-- Problem 1 --
In the Amsterdam travel account, at what time did the flight to Cairo take off?
-- Problem 2 --
List every country that the backpackers who came to the Dam were from, as named in the Amsterdam travel account.
-- Problem 3 --
Continue the Amsterdam travel account from its final sentence.

-- Excerpt to read --

** BEGIN **

My flight to Egypt was via Amsterdam. If you’re going to have a long layover somewhere, Amsterdam is one of the better places you could choose. If your layover is only an hour or two, Amsterdam's Schipol airport has a big shopping mall and even a museum. And if you have more time than that, the city is just a short train ride away, with the train leaving directly from the airport, and conveniently located luggage lockers are available to stow your stuff.
Since I landed in Amsterdam at 11:30 a.m., and my plane to Cairo didn’t take off until 9 p.m., I had plenty of time to waste, so I took a train into the city to explore. I was jetlagged as hell (having spent a more or less sleepless night on the plane), but walking around a city sure beats hanging around an airport for nine and a half hours. Hopefully, I’ll sleep when I get to Cairo. [N.B. – that turned out to be a vain hope, as you’ll see from future entries.]
FLASHBACK: I’ve been to Amsterdam once before, on my post-college backpacking trip, never you mind how many years ago. The main thing I remembered about it was that it reeked of pot and that everyone tried to sell me drugs as I left the train station.
I was there for only two days on that trip, arriving on New Year’s Eve Day, and leaving on January 2. I had been backpacking around for a bit, and had been telling all the backpackers I met in hostels to meet me in front of the Dam on New Year’s Eve Day at 3 pm. What do you know -- at least eight of them decided to show, including a woman from Belgium, two woman from The Netherlands, a guy from Colombia, a guy from South Africa, and three guys from Israel.
We went to grab a bite to eat. After we finished eating, we were standing in a crowded street discussing what to do next, when Agie (the woman from Belgium), felt someone fumbling in her bag, and we caught a pickpocket red-handed with her wallet in his hand. He took off running, and without giving it any thought at all, I took off after him. He was hampered by the crowds in his way, and I soon caught up to him and grabbed his jacket. He shoved me to the sidewalk, but Camillo (the guy from Colombia) was right behind me and hit the pickpocket. The pickpocket punched Camillo in the jaw.
Bystanders intervened and Agie got her wallet back, and the pickpocket was marched off to the police. Unfortunately, Camillo’s jaw was broken. We went to the emergency room to have it wired shut. However, that didn’t stop Camillo from partying most of the night with us, sipping drinks through a straw. END FLASHBACK.
I had no clear memory of the city itself, and actually, no memory of what the “Dam” was, except that it involved a building with a square, but I hadn’t been wandering more than twenty minutes before I found myself in Dam Square. I recognized it immediately, and confirmed it on my map – I was standing just where I’d stood to meet my backpacking friends never you mind how many years ago.
I tried to remember where we’d gone in the city and where Camillo’s jaw had been broken, but that was all lost in the mists of memory. Nothing else looked particularly familiar to me, although the old town certainly smelled familiar.

** END **

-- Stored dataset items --
** BEGIN **

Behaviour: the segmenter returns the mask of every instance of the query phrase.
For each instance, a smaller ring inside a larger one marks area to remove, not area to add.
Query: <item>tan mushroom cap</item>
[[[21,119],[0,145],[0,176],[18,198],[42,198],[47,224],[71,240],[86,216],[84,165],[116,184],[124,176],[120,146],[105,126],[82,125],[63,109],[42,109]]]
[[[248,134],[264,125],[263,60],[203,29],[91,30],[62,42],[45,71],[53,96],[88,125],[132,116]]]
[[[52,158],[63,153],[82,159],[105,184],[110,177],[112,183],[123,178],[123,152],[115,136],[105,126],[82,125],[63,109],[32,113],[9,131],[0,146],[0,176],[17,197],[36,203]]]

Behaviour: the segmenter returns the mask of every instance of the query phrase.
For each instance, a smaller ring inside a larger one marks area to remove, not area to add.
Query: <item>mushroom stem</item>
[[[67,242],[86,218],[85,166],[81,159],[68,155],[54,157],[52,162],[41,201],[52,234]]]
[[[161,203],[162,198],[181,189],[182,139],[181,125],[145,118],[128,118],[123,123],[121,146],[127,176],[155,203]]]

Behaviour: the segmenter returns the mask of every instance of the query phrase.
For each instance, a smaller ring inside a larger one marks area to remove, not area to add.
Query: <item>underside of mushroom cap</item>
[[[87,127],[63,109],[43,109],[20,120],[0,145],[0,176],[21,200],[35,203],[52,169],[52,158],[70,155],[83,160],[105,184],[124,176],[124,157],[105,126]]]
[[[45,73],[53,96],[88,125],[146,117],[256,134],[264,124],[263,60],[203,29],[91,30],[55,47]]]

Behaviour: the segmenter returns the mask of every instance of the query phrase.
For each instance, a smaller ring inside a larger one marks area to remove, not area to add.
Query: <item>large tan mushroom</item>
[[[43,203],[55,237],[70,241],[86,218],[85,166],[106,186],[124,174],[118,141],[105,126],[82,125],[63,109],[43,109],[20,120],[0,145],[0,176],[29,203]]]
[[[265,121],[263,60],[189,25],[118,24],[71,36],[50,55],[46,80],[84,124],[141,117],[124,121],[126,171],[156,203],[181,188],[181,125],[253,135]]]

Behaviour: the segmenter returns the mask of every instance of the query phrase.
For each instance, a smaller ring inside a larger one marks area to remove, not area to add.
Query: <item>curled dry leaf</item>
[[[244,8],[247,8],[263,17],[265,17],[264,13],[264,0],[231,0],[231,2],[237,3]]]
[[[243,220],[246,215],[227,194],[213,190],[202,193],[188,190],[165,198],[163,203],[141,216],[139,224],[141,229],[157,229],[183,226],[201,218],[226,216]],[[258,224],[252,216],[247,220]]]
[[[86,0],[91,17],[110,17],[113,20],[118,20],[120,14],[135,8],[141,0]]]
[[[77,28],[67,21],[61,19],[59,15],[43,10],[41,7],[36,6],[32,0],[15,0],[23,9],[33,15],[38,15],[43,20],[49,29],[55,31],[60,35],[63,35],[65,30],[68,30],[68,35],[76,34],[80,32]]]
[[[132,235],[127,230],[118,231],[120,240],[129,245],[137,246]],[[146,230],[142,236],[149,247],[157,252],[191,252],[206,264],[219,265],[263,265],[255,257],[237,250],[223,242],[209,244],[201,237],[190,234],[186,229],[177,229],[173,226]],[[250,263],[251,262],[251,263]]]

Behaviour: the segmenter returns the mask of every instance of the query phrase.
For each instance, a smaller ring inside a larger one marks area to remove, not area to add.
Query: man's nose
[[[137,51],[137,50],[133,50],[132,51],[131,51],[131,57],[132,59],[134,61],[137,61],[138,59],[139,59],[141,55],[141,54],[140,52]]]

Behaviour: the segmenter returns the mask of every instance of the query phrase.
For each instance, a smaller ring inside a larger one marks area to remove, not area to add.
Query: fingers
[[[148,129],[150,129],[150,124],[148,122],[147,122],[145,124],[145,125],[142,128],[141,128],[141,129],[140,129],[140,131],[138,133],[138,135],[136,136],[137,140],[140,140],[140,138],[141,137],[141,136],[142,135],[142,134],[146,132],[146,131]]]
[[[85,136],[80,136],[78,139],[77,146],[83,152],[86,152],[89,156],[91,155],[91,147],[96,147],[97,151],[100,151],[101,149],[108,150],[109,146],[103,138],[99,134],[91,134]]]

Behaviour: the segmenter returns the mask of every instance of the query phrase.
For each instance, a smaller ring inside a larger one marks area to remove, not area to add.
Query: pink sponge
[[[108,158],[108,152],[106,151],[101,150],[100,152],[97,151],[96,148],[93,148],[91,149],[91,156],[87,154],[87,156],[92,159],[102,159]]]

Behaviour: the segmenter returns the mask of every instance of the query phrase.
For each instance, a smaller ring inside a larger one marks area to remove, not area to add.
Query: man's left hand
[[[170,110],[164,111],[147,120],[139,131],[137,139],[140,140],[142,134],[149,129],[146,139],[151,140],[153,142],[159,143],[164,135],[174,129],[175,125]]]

** END **

-- Task response 1 --
The flight to Cairo took off at 9 p.m.

-- Task response 2 --
Belgium, the Netherlands, Colombia, South Africa, and Israel.

-- Task response 3 --
Somehow I hadn’t remembered how pretty the canals and row houses were. I think my current conception of beauty was still being formed at that time – indeed, that trip was pretty fundamental in beginning to form it. I remembered being moved by the beauty of Bruges and Paris and Venice, but somehow Amsterdam’s had passed me by in all the commotion. I noticed it this time, though. I ate a good lunch, I ambled over to the Anne Frank House for a visit, but mostly I just strolled along the pretty canals.
I don’t think I ever made it to the Anne Frank house on my first trip to Amsterdam. I was broke, and I was too busy doing whatever it was I was doing. I’d read Anne Frank’s diary when I was about eleven years old, and found it really moving. I related to the little girl living in an attic and her crush on the boy trapped in there with her, even if, at age eleven, I found it hard to fully imagine the fear that must have lived there with them. (If you’ve never read the diary, by the way, you should. It may have been written by a child, but it’s not a children’s book.)
Unfortunately, it was hard to get the real ambiance of the house. It’s absolutely packed to the gills with tourists with not much room left for pathos, and they keep you marching forward at a pretty brisk pace. Like it or not, you’re spat out the door in half an hour to forty-five minutes, not quite clear on how you got there, and with no clear sense of the rooms the Frank family lived in and the life they must have led in them. Maybe if you go first thing in the morning, it’s better.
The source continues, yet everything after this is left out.